PROBLEMS ▸
a) Answer these questions using the passage on finding a poetry critique group:
(i) Instead of writer's block, what did the writer say being stuck felt like?
(ii) What was the largest number of poets in one of the groups?
(iii) What platform were the group sessions held on?
b) Using the passage on finding a poetry critique group, decide whether each statement below agrees with it. Answer yes or no, and quote the words that decide it.
(i) The critique group could have as many as ten poets.
(ii) The group sessions were recorded.
(iii) The writer calls the feeling of being stuck writer's block.
c) Proceed with the passage on finding a poetry critique group, starting where it stops.

DOCUMENT EXCERPT ▸
◇ ◇ ◇ ◇

The spark of creativity fueled by the last four years of my personal journey
was rich in potential themes. How to plumb those depths became my focus.  I
trolled the interwebs, found poets and writers who felt equally as stuck. It
wasn't writer's block, it felt like I'd taken a wrong turn and couldn't exit
the traffic circle. 

 

Thankfully asking others what they might do if faced with a similar creative
conundrum, through personal conversations and the interwebs, I formed a
plan.  

 

Theoretically I could  submit to as many publishing calls as I fancied but I
first had to write the quality poems  editors and journals sought. The next
thing was to find poetry writing workshops and focused critique groups  with
good mentorship and instruction. A few weren't the right fit. One
instructor, however, offered a structured critique group and it checked all
my boxes.   The groups did not exceed six poets, it was conducted over Zoom,
including written commentary and suggestions for each poem submitted and
the sessions were recorded.

◇ ◇ ◇ ◇

EXTRACTED DATA ▸
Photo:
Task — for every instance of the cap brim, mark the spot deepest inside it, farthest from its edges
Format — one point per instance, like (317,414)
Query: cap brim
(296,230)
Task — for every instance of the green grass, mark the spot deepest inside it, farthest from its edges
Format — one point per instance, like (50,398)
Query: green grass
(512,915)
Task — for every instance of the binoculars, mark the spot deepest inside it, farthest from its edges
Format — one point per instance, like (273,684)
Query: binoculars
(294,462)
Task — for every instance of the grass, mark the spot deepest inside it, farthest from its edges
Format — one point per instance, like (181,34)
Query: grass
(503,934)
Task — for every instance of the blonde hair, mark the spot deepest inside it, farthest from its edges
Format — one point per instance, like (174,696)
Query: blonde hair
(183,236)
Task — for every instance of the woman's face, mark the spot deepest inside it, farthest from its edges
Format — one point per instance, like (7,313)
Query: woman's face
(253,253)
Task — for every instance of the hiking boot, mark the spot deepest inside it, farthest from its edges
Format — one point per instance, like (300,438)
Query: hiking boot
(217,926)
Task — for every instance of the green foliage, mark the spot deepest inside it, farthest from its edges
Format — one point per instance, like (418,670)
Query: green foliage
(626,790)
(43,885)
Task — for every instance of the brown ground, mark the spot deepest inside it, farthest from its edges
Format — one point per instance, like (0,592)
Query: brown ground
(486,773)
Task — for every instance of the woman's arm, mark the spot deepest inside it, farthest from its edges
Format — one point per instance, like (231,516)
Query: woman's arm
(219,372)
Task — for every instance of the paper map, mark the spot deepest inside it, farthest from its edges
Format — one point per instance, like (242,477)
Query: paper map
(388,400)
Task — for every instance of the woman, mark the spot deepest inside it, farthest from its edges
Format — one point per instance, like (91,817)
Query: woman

◇ ◇ ◇ ◇

RESULTS ▸
a)
(i) It felt like taking a wrong turn and being unable to exit the traffic circle.
(ii) Six poets.
(iii) Zoom.

b)
(i) No: "The groups did not exceed six poets"
(ii) Yes: "the sessions were recorded"
(iii) No: "It wasn't writer's block"

c)
During the first session of a series of workshops in 2023 I shared I felt
lost creatively and I wanted to unplug the emotions using poetry. The kind
and caring attitude of not only the facilitator, john, but also the other
poets, lent me the confidence to focus on  capturing the emotions and
crafting the imagery and metaphoric language. Being open to constructive and
kind feedback from the other poets and providing my own feedback to their
poems encouraged me to become more confident and adjust my assumptions
regarding the messages poets mean to convey in their quest of expression
within their work. What became clear to me was I could address my grief
and the losses I bore using poetic devices I'd previously did not feel
practiced enough to employ. Releasing  emotions, experimenting with and
validating and recording them on a document healed me from within.  

 

By the end of  2023 I'd completed a few workshops and my writing friends
commented positively regarding the shift in style and power of the messages
expressed in my work. A second opportunity developed for a second more
intimate critique group. Two other poets and I began meeting weekly for a
generative fellowship. I loved reading their work. Thanks to their
mentorship,  I practiced how to offer kind and concise constructive
feedback.  A spark of hopefulness morphed into energetic motivation. I began
crafting , improving and sculpting poems evident by the feedback received by
both my critique group and those outside it. I was finally getting
somewhere.

 

It's the end of 2024 and I am happy to share the acceptance rate of my
poetry submissions is much improved. The quality of my poems has also
improved and my friends and colleagues have noticed. The best part of my
development is I feel more in control of my creative effort and it is
conveyed in my work with a confidence and flair I willingly share with both
poets and those who love reading and benefitting from reading poetry. I
discovered other people cared about me and my creative efforts.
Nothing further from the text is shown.